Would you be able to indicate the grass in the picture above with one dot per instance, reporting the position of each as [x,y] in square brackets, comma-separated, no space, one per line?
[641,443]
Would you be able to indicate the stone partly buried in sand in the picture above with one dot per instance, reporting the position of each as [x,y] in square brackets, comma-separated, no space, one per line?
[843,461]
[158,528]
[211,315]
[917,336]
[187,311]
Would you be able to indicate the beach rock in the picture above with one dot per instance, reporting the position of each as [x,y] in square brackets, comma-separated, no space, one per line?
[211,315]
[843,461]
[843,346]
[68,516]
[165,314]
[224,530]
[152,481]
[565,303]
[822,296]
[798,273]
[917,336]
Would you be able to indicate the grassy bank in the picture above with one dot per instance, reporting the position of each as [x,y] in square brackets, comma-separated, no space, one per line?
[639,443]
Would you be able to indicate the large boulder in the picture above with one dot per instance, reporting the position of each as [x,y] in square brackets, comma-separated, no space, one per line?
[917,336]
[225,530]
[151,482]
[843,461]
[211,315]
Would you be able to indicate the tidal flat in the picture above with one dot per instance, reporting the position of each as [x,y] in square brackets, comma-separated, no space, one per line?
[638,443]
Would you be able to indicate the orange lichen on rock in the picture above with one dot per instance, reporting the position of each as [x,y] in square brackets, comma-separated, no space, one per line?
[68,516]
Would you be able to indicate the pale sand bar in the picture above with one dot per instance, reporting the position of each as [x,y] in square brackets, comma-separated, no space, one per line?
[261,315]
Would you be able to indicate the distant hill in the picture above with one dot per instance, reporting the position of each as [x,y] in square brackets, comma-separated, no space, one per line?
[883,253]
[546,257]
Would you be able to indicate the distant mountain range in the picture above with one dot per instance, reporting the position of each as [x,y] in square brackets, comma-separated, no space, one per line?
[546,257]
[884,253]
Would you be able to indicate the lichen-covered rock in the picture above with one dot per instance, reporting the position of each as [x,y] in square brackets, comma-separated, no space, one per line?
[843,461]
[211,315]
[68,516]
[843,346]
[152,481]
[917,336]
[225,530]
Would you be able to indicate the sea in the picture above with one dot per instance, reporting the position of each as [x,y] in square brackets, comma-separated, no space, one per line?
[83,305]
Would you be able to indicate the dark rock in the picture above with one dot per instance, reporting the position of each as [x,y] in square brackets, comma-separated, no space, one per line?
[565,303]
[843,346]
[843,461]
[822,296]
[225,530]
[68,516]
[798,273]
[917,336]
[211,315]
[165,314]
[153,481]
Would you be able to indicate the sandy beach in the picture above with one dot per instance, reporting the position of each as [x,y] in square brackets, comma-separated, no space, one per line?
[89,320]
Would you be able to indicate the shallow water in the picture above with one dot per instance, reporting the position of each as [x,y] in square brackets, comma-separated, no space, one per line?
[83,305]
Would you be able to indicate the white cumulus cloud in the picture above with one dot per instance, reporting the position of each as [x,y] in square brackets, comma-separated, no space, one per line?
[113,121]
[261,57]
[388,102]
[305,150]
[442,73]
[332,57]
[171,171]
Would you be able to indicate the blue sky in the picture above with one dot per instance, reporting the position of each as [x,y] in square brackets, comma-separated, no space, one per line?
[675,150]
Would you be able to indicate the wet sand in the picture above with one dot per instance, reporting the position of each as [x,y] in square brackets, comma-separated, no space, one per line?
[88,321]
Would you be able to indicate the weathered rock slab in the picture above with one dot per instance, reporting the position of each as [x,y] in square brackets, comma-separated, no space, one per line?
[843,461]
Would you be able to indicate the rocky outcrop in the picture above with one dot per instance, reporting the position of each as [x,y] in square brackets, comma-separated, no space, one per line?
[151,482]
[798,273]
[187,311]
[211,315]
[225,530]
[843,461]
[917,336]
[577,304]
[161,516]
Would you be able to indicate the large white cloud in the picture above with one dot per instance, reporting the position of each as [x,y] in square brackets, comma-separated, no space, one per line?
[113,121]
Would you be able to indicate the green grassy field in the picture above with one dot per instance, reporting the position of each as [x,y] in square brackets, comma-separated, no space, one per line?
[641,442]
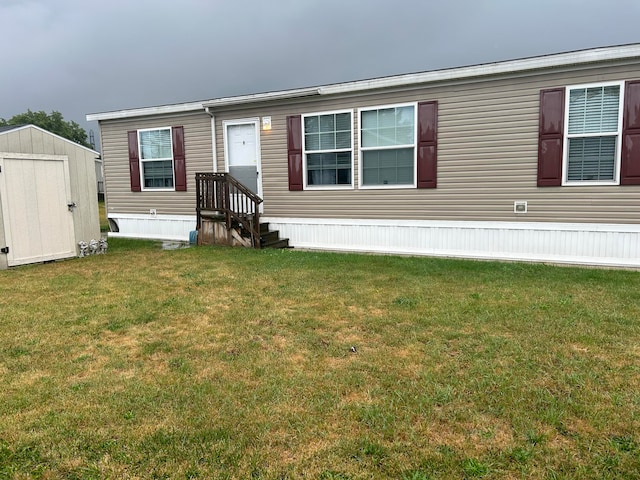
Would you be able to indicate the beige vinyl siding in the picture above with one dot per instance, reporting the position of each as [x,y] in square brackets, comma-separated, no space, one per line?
[81,172]
[487,156]
[198,153]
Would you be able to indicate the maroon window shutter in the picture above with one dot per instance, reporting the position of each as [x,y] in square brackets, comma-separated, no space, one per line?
[427,144]
[134,161]
[630,159]
[179,166]
[550,137]
[294,151]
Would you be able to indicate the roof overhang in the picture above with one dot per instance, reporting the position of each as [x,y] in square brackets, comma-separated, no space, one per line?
[145,111]
[579,57]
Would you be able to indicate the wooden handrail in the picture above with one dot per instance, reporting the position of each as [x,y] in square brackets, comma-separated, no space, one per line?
[222,194]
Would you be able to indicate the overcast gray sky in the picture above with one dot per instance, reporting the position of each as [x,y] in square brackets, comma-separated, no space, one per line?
[80,57]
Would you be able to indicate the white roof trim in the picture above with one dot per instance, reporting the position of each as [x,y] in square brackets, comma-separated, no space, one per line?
[17,129]
[262,97]
[509,66]
[140,112]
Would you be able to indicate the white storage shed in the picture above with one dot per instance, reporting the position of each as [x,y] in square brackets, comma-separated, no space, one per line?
[48,196]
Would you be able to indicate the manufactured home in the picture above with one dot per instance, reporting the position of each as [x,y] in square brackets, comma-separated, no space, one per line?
[535,159]
[48,196]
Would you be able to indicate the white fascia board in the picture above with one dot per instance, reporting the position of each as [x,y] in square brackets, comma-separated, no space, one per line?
[141,112]
[496,68]
[262,97]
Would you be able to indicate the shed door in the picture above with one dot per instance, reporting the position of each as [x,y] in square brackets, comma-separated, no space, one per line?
[38,224]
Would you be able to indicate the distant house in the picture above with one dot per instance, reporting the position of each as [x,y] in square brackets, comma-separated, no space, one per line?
[535,159]
[48,196]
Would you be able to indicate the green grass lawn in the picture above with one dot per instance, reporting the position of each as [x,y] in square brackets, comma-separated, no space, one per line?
[236,363]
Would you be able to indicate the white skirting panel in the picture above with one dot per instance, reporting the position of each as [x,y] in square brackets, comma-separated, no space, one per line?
[157,227]
[615,245]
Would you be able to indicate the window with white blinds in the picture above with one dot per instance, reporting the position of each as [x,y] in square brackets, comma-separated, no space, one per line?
[388,146]
[156,158]
[328,149]
[593,133]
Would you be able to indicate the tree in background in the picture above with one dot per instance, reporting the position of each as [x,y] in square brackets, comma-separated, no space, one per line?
[53,122]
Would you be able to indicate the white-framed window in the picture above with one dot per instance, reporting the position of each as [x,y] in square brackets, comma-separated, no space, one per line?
[156,159]
[388,146]
[327,140]
[593,127]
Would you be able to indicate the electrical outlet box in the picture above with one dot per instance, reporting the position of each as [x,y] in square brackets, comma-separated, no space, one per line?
[519,207]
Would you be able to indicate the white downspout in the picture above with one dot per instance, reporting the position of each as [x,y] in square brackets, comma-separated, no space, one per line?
[213,139]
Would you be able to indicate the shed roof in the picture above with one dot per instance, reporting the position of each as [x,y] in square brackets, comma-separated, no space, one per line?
[579,57]
[8,128]
[11,128]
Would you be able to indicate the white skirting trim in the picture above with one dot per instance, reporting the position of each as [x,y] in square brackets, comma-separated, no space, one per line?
[616,245]
[156,227]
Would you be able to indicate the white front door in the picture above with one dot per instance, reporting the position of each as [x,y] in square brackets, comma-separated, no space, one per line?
[242,153]
[38,223]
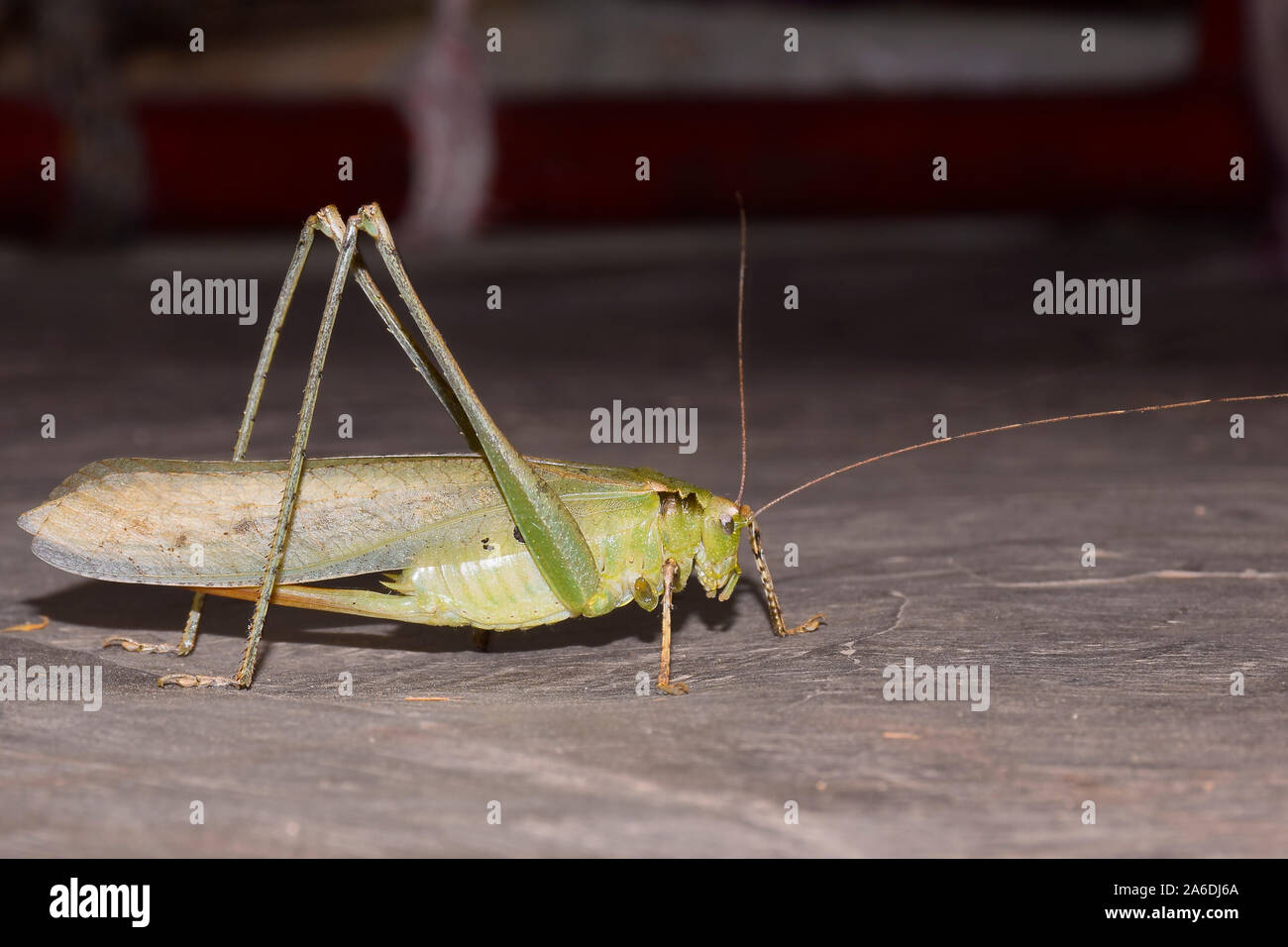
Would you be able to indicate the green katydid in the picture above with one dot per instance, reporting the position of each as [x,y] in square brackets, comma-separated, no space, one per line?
[492,539]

▶ _Prompt_
Word for word, write out each of the records, but not the pictures.

▶ _Response box_
Would you be able to indicate the grass in the picture above with one dot per instance, reporting the position of each as [x,y] in square brackets, comma-separated, no space, one per line?
[641,443]
Would you be able to indicate the stone partly buried in sand in the picture above with one dot per instance, reporting the position of each as [x,y] in square brackets, comma-separated, no space, one per line?
[843,461]
[158,528]
[211,315]
[917,336]
[187,311]
Would you be able to indicate the beach rock in the picture above with one dot per instance, reporting the position of each as [x,y] in square brackets, comma-separated, no space, one per line?
[211,315]
[843,461]
[843,346]
[68,516]
[165,314]
[224,530]
[152,481]
[565,303]
[822,296]
[798,273]
[917,336]
Would you be able to indicate the grassy bank in the picture above with one dot per instance, reporting the position of each as [x,y] in square brackets, comma-separated, no space, one per line?
[639,443]
Would you be able to indicate the large boulder in the picture above with one dot per instance, reporting the position of each as [x,y] in square brackets, comma-separated, no space, one per line?
[917,336]
[225,530]
[151,482]
[843,461]
[211,315]
Would you be able to indicate the tidal flat in the picture above with one dot per instance, reporting the position of each as [x,y] in square brackets, comma-separated, no space, one per line?
[638,443]
Would you be able to indicate the orange lichen on rock in the picture above with one dot per instance, reporting the position of each as [x,y] in square brackets, comma-separated, no space, one per line?
[68,516]
Would you be able to indicate the pale sand bar in the picture above with one dot per instance, reporting the position of each as [x,y] in square brackets, comma-separated, no space, one per line?
[261,315]
Would you be able to indicate the distant hill in the picture above with one dot per instance, reporting the position of each as [x,y] in square brackets, comma-separated, no space, one per line?
[883,253]
[546,257]
Would you be able to indicate the distant mountain range in the picture above with one dot per instance, reporting the position of each as [x,y] in square brackets, comma-separated, no space, one per line?
[546,257]
[884,253]
Would you be able to indicate the lichen-covered rock in the picture above with one dot per instance, reporting the position of each as [x,y] in square brackets, comma-separated, no space, one per line?
[843,461]
[211,315]
[68,516]
[843,346]
[152,481]
[917,336]
[225,530]
Would you be able to indicate the sea in the picture above with one dot per instance, reporting the position of each as [x,y] in square brackets, comma-separated, no space, one per line?
[83,305]
Would you be able to indicate the dark rock in the picture above with one dot per instance, reporting the position of each as [x,y] in square brackets, comma-separated, no space, one per line?
[565,303]
[843,346]
[843,461]
[822,296]
[225,530]
[68,516]
[798,273]
[917,336]
[211,315]
[165,314]
[153,481]
Would you be able to indicate the sandy beach in the picture above with one dot per instance, reporting the position of each as [x,y] in square brackets, comma-separated, no space, one per line?
[89,320]
Would you be able to indicate the shallow water in the picture above with one dot per instance, reporting the position of each as [x,y] in square brackets, comma-separated, no space, one per line?
[83,305]
Would you be able to indicate the white cumulus cloud in the picture above with one dot per instance, reporting the position of each as [x,y] in square brackets, comma-separated, no space, one per line?
[113,121]
[261,57]
[388,102]
[305,150]
[442,73]
[332,57]
[171,171]
Would you be able to indicate the blue sky in the picture above with one dot per instance, reporting the position of each as [x,y] in square brackets, comma-separated, no space, one per line?
[675,150]
Would you be able to indicate the wet sand in the picture above with one dot per instance, reporting the position of each as [x,y] in square brackets, comma-separated, no space, one per line?
[88,321]
Would you be able to indicate the weathered rock slab in the picture above with one dot per instance, reporting the position of each as [x,y] in square brackets, comma-separated, no space, one per line?
[843,461]
Would you be able to indicate the rocky outcrop in the picture above with one dot per instance, reporting the position of each as [x,y] in square brackets, comma-separated, no space, one per line?
[151,482]
[798,273]
[187,311]
[211,315]
[225,530]
[843,461]
[917,336]
[577,304]
[161,516]
Would you be able to indicate the large white cloud in the picture above with one dot per instance, reporting the position of each as [x,y] in square brackets, comma-separated, no space, one per line?
[113,121]
Would you be able to indicate the green grassy field in the picture above with one dot per instance, reporting the position of each as [x,y] in square brackets, comma-separated, no space, one per line?
[641,442]
Would you be able to indicate the beige vinyl siding in the picture above with one dot per instance, reporting the position of each as [x,y] in square brackets, comma-separated, no space, one per line?
[81,172]
[487,156]
[198,153]
Would you be able to indicate the maroon window shutter in the picture above with one dot per instance, reporting the position of each as [x,y] in square brackets, comma-separated, no space, one per line?
[427,144]
[134,161]
[630,159]
[179,166]
[550,137]
[294,151]
Would you be able to indicate the roof overhang in the picture above with one dot per instance, reporting the position of each as [x,y] in square brackets, comma-separated, no space, one per line?
[145,111]
[579,57]
Would you be able to indicate the wooden handrail in the picture above with one dot per instance, reporting the position of each as [x,y] in square brackets, comma-separated, no space, one per line?
[222,194]
Would you be able to indicate the overcast gray sky in the picture above with one dot per instance, reporting the position of each as [x,y] in square brackets, comma-separated, no space, one per line?
[80,57]
Would you be able to indicate the white roof trim in the picture above with one dot per instance, reporting the position of each as [x,y] in square brackets, comma-separated, no space, one per line?
[17,129]
[262,97]
[509,66]
[140,112]
Would you be able to indicate the white storage shed in the picture above with one dot per instance, reporting the position of each as [x,y] in square brackets, comma-separated, no space, one per line?
[48,196]
Would you be able to indicate the manufactured home in the picture above with one dot per instance, reporting the position of each as [x,y] in square brackets, comma-separated, no space, one per line?
[535,159]
[48,196]
Would you be able to indicate the white fascia board in the picture above with one dot per instance, reporting the position of each as [x,y] in square brackets, comma-separated, no space, one per line?
[141,112]
[496,68]
[262,97]
Would you be able to indicate the shed door in the picture above with one dot per instance, reporting the position of each as [x,y] in square brackets, comma-separated, no space, one per line?
[38,224]
Would you be able to indicate the distant house in the picture above with one dot per instance, reporting the position of each as [x,y] in square brackets, comma-separated, no space, one per line?
[535,159]
[48,196]
Would you be able to indicate the green grass lawn in the picture above with one dot per instance, reporting the position of each as [x,y] in square brackets, comma-separated, no space, one per line?
[236,363]
Would you be able to indicate the white skirting panel in the picture above with one dot per instance, reporting the position of each as [x,y] in square brackets, comma-separated, no space, one per line?
[157,227]
[615,245]
Would you be able to indicate the window with white blinds in the picture above with one dot per instance, reporting the position of each as [x,y] in square brackets, comma-separated, no space, one per line?
[388,146]
[156,158]
[328,149]
[593,133]
Would you be able to indicate the tree in background in the picture above with one dot per instance, reporting the position of each as [x,y] in square brackets, comma-separated, no space, one per line?
[53,122]
Would you be able to indicate the white-framed window in the picture above with one dot per instance, reporting the position of each as [x,y] in square brackets, comma-separated, no space, one per line?
[156,159]
[388,146]
[327,140]
[593,127]
Would you be able to indicate the electrical outlet box in the picture above with one dot per instance, reporting the position of each as [x,y] in square brackets, comma-separated, no space, one per line?
[519,207]
Would you be able to indicate the white downspout in the picture above with one dot per instance, reporting the position of each as [x,y] in square brackets, comma-separated, no space, one per line?
[213,139]
Would you be able to indicate the shed roof in the picture above with one dot per instance, reporting the position of each as [x,y] in square brackets, comma-separated, no space, one per line?
[579,57]
[8,128]
[11,128]
Would you be able to indicate the white skirting trim in the picture above with one dot per instance, reporting the position of each as [x,y] in square brackets, comma-separated, no space, one per line?
[616,245]
[156,227]
Would you be able to indicate the white front door in the picture above with one dot per instance, reporting the position of each as [x,y] in square brackets, comma-separated, no space, one per line?
[242,153]
[38,223]
Would you be able to indicate the green katydid in the picture above with one dot per instance, reporting the position of each as [x,y] in square brackets, comma-separated, no space, one per line?
[492,539]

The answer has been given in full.